» TASK STATEMENT: Where a line below holds the string "flower", copy that line.

***** DATA FOR THE TASK *****

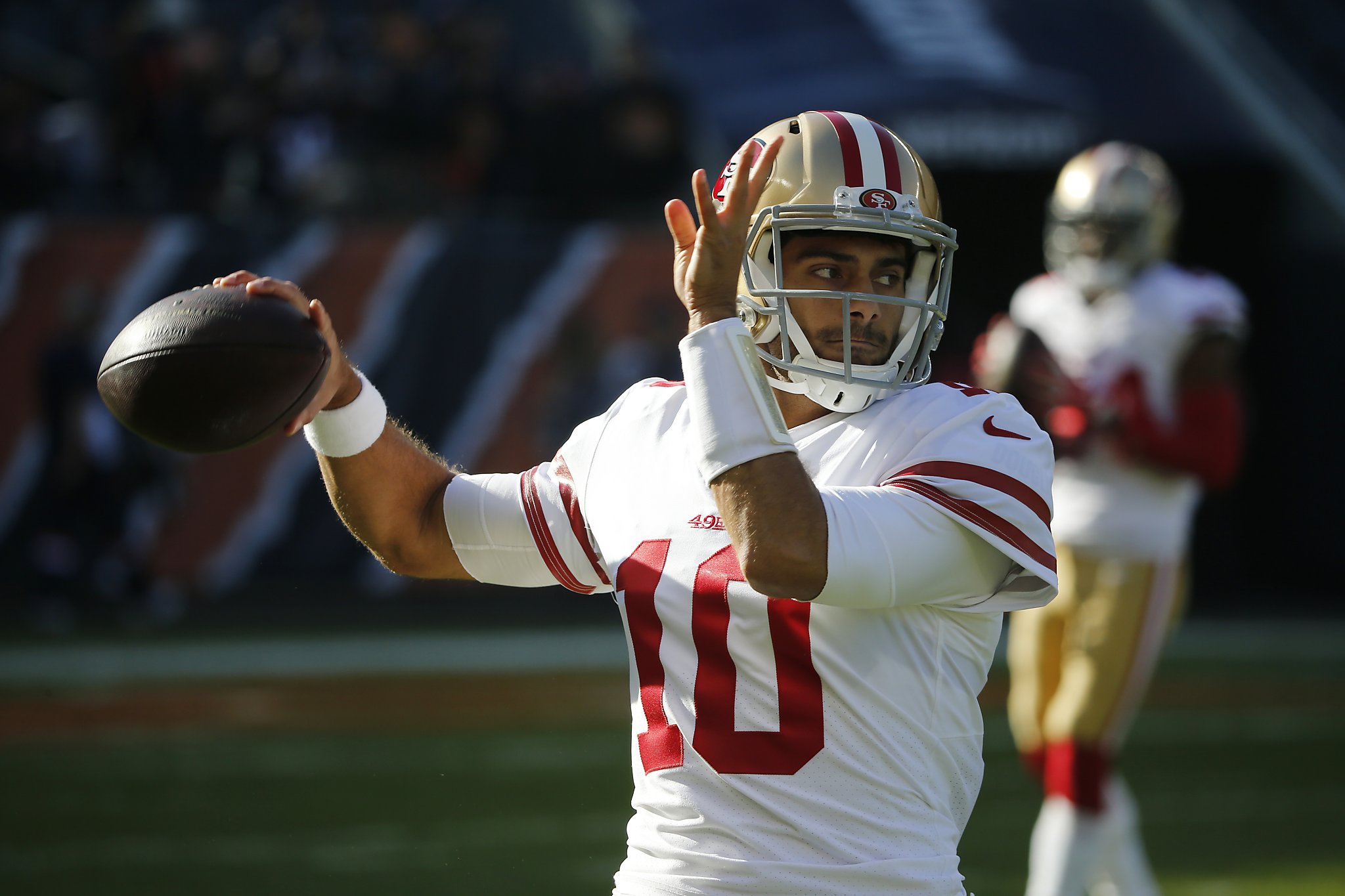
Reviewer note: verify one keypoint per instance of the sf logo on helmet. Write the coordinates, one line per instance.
(877, 199)
(721, 186)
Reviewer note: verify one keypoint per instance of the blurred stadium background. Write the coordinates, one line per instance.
(206, 685)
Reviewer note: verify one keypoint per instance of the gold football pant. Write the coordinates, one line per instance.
(1080, 666)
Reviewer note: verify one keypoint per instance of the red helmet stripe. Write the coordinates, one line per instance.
(889, 156)
(849, 148)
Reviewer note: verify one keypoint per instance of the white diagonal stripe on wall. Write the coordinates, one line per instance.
(273, 512)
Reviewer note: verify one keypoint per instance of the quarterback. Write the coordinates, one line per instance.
(810, 545)
(1129, 362)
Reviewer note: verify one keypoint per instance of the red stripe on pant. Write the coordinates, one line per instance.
(1076, 771)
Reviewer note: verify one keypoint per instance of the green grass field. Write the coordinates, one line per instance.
(436, 786)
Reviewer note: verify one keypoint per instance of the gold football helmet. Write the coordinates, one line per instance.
(841, 171)
(1111, 215)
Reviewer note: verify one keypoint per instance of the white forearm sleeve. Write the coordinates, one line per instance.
(887, 548)
(489, 530)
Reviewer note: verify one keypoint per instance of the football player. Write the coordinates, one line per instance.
(810, 547)
(1130, 364)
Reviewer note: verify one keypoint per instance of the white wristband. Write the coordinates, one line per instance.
(734, 412)
(351, 429)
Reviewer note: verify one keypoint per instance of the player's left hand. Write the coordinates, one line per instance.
(707, 259)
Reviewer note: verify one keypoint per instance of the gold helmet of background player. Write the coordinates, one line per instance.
(841, 171)
(1111, 215)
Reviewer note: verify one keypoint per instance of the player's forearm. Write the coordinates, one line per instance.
(390, 498)
(775, 517)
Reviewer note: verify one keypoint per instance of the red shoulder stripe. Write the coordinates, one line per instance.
(542, 535)
(981, 517)
(572, 508)
(982, 476)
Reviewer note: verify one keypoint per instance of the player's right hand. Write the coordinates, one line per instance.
(341, 385)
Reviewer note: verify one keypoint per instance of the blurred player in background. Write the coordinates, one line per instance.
(1129, 363)
(826, 738)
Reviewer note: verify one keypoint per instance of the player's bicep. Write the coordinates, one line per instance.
(489, 530)
(888, 550)
(522, 530)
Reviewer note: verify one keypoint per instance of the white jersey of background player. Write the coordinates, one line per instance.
(824, 739)
(1105, 500)
(1129, 362)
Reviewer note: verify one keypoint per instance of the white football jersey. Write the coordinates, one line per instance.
(1103, 500)
(780, 746)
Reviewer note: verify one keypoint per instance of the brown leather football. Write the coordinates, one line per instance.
(213, 370)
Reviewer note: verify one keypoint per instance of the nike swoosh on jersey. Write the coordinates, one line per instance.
(994, 430)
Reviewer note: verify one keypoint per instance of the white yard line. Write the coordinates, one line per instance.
(563, 649)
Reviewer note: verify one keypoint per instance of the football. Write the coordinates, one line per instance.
(213, 370)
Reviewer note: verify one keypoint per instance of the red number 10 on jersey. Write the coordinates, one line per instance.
(798, 684)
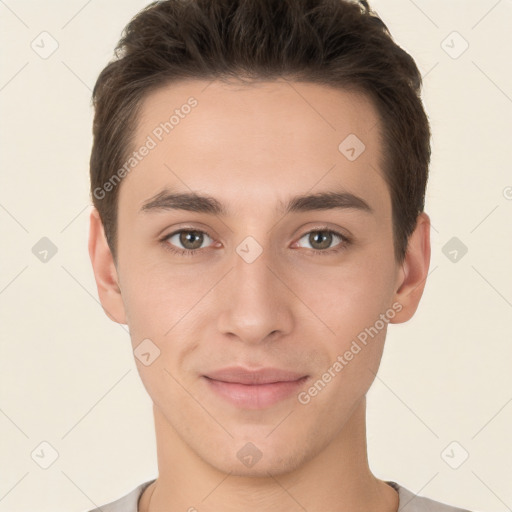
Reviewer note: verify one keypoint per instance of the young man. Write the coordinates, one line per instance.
(258, 175)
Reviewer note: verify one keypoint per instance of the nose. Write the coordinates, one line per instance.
(255, 305)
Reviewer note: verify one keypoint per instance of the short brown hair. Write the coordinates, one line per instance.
(337, 43)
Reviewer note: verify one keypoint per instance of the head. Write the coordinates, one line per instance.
(301, 126)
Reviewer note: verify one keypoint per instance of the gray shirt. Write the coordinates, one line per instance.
(407, 501)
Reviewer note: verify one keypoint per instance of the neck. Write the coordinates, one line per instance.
(337, 478)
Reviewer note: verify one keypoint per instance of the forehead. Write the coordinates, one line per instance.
(256, 143)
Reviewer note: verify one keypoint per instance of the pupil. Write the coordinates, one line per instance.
(324, 237)
(188, 236)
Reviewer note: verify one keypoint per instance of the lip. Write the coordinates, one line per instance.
(254, 389)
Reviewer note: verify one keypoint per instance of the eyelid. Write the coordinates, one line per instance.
(345, 240)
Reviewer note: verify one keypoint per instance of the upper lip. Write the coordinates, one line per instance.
(241, 375)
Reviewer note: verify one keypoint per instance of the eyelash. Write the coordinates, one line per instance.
(345, 242)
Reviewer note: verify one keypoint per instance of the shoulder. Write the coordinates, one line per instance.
(128, 503)
(410, 502)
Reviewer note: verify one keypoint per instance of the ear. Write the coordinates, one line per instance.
(413, 273)
(105, 272)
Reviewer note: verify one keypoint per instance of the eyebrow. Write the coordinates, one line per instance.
(193, 202)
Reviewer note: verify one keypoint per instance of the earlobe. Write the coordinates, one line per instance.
(105, 272)
(414, 270)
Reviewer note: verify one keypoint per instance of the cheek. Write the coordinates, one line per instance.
(348, 298)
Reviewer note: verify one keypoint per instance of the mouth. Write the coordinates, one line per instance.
(257, 389)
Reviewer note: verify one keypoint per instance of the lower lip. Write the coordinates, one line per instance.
(255, 396)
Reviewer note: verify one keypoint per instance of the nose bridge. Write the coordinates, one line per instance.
(253, 302)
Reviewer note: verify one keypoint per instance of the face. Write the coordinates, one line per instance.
(270, 279)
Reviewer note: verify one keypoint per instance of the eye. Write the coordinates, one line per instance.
(320, 241)
(187, 241)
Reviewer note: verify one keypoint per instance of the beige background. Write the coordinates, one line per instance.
(68, 376)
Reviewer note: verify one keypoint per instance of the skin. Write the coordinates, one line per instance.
(250, 147)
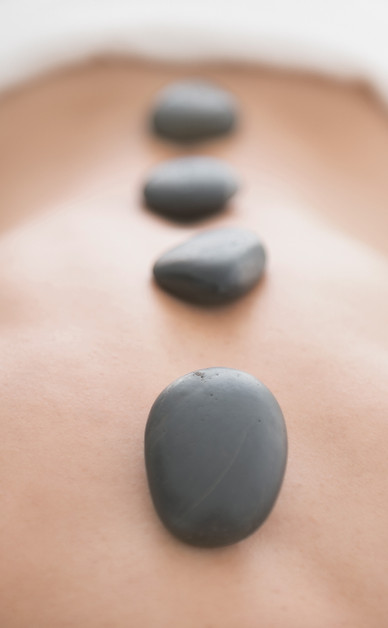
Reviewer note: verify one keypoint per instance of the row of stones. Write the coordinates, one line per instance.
(218, 265)
(215, 441)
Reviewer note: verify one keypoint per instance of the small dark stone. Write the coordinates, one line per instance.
(194, 110)
(213, 267)
(215, 452)
(190, 187)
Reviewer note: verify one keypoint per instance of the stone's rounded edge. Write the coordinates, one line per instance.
(199, 287)
(180, 116)
(216, 538)
(202, 194)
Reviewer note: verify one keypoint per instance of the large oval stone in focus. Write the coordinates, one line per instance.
(213, 267)
(190, 187)
(193, 110)
(215, 452)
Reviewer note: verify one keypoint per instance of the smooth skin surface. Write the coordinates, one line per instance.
(88, 341)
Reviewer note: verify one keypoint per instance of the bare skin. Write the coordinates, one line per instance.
(87, 341)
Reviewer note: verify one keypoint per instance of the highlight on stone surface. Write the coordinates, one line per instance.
(215, 453)
(193, 110)
(190, 187)
(213, 267)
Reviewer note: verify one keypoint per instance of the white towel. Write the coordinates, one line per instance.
(346, 38)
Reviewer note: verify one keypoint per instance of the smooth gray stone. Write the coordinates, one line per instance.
(194, 110)
(190, 187)
(215, 453)
(213, 267)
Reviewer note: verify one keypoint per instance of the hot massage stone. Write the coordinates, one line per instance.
(215, 452)
(193, 110)
(213, 267)
(190, 187)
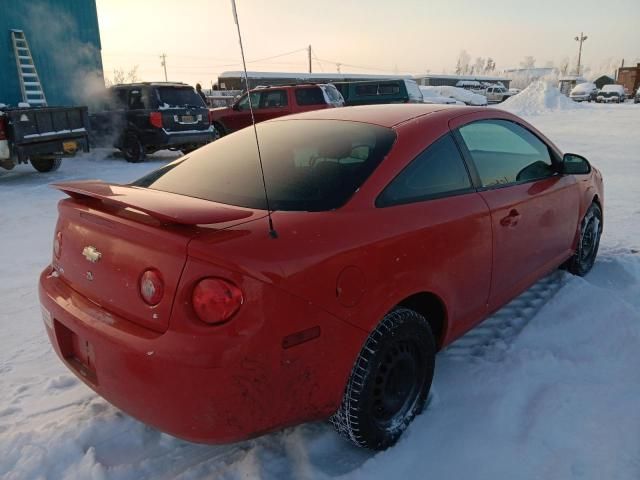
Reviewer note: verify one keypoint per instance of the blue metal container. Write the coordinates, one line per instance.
(64, 38)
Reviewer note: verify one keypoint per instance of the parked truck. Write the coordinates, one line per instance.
(42, 136)
(142, 118)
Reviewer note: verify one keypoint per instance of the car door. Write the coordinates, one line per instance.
(273, 104)
(445, 244)
(240, 116)
(534, 209)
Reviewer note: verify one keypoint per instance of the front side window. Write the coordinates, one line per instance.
(243, 104)
(505, 153)
(438, 171)
(309, 165)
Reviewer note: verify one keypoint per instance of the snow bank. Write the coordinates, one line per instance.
(459, 94)
(429, 95)
(537, 98)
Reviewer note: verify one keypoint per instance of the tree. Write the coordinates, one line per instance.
(479, 66)
(462, 67)
(119, 76)
(528, 62)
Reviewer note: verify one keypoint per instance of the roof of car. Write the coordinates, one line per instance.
(387, 115)
(153, 84)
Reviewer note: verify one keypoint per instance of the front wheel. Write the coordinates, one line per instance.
(590, 232)
(46, 164)
(390, 381)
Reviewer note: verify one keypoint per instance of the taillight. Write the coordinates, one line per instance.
(57, 245)
(3, 127)
(151, 287)
(216, 300)
(155, 119)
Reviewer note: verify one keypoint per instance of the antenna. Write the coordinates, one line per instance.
(272, 231)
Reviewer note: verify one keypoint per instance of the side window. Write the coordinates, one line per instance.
(135, 99)
(437, 172)
(309, 96)
(274, 99)
(243, 104)
(120, 99)
(505, 153)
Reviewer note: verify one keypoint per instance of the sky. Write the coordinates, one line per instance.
(367, 36)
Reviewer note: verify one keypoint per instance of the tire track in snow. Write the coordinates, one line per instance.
(492, 337)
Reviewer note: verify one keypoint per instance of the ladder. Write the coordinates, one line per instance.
(30, 85)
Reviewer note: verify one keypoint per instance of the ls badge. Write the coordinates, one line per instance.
(91, 254)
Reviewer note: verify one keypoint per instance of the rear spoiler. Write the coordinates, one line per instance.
(164, 206)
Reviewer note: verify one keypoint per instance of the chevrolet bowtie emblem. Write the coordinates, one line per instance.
(91, 253)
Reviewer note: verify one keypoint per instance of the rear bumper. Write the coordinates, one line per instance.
(50, 147)
(228, 383)
(166, 138)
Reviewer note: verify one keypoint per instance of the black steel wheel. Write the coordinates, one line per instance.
(46, 164)
(590, 232)
(390, 381)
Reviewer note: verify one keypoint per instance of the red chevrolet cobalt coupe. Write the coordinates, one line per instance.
(396, 229)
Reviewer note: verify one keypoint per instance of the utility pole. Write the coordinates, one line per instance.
(580, 39)
(163, 62)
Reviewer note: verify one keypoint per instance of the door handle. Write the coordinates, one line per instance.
(511, 220)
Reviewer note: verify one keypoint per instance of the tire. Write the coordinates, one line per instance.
(389, 383)
(590, 231)
(46, 164)
(132, 149)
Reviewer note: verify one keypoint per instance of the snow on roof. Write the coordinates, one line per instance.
(309, 76)
(570, 78)
(463, 77)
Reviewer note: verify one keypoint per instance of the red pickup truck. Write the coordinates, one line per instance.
(272, 102)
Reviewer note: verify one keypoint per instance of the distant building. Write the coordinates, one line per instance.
(566, 83)
(452, 80)
(64, 39)
(602, 81)
(235, 80)
(629, 77)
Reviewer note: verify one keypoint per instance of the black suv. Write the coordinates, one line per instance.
(142, 118)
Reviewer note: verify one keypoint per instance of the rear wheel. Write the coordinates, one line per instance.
(390, 381)
(132, 149)
(46, 164)
(220, 130)
(590, 232)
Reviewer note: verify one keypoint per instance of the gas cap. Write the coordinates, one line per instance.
(350, 286)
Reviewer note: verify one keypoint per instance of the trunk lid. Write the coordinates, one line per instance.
(111, 234)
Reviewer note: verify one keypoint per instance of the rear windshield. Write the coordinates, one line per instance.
(309, 165)
(309, 96)
(413, 90)
(179, 97)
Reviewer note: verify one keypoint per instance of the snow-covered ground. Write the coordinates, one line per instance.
(547, 388)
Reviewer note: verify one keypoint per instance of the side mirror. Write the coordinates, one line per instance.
(573, 164)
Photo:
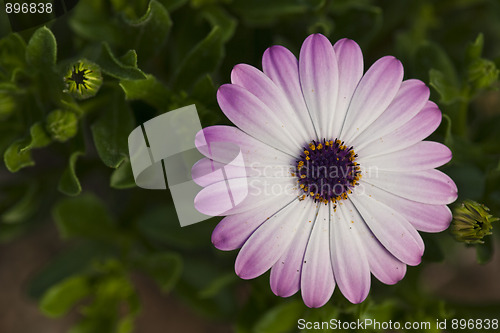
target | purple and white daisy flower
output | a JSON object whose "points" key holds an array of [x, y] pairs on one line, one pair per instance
{"points": [[336, 178]]}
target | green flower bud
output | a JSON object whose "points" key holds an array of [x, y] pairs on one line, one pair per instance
{"points": [[62, 125], [83, 79], [472, 222]]}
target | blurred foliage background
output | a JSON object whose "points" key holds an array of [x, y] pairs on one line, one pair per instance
{"points": [[66, 158]]}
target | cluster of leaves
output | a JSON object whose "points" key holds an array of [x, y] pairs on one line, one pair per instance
{"points": [[67, 159]]}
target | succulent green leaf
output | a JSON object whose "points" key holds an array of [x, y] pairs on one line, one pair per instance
{"points": [[149, 90], [15, 159], [201, 60], [164, 267], [83, 216], [69, 183], [59, 299], [110, 131], [122, 177], [447, 90], [151, 30], [111, 66], [41, 51]]}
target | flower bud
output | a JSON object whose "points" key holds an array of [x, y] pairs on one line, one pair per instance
{"points": [[472, 222], [62, 125], [83, 79]]}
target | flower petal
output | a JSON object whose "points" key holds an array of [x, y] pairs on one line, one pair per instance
{"points": [[424, 217], [317, 282], [383, 264], [237, 195], [415, 130], [410, 99], [423, 155], [253, 117], [319, 79], [372, 96], [350, 63], [427, 186], [286, 272], [233, 230], [392, 230], [255, 153], [282, 67], [273, 97], [268, 243], [349, 260]]}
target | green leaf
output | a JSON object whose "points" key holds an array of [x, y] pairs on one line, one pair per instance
{"points": [[149, 90], [203, 59], [161, 224], [12, 54], [151, 30], [59, 299], [69, 183], [448, 136], [15, 159], [39, 138], [484, 252], [84, 216], [113, 67], [432, 55], [482, 73], [172, 5], [165, 268], [280, 319], [218, 17], [122, 177], [68, 262], [41, 51], [475, 49], [265, 12], [129, 58], [447, 90], [433, 251], [111, 131]]}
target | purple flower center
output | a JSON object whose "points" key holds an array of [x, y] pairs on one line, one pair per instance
{"points": [[327, 171]]}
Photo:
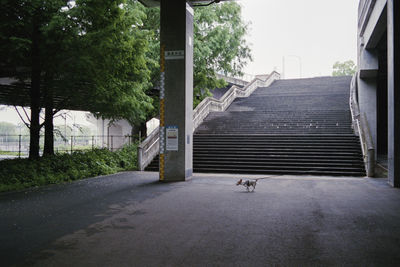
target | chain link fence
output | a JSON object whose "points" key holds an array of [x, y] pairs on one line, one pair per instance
{"points": [[12, 146]]}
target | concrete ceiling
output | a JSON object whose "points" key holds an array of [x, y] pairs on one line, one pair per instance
{"points": [[155, 3]]}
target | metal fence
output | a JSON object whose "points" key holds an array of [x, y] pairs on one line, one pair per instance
{"points": [[18, 145]]}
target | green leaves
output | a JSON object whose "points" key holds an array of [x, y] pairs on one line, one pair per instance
{"points": [[346, 68], [23, 173], [219, 46]]}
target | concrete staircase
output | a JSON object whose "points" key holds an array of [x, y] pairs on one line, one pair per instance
{"points": [[299, 126]]}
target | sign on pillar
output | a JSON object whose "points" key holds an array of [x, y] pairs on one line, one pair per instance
{"points": [[176, 92]]}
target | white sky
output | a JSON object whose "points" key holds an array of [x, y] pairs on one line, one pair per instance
{"points": [[316, 32], [320, 32]]}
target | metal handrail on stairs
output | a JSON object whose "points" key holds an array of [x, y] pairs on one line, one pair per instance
{"points": [[149, 148], [361, 128]]}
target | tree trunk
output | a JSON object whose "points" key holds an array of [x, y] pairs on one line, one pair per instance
{"points": [[35, 97], [48, 124]]}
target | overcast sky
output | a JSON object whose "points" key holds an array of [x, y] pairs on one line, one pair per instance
{"points": [[316, 32], [313, 33]]}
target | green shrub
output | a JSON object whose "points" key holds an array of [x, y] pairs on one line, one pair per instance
{"points": [[17, 174]]}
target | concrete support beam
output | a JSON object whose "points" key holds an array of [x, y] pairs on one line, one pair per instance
{"points": [[177, 59], [369, 64], [393, 30]]}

*****

» EXERCISE OUTPUT:
target | purple and white daisy flower
target | green flower bud
target | flower bud
target | flower petal
target | purple flower center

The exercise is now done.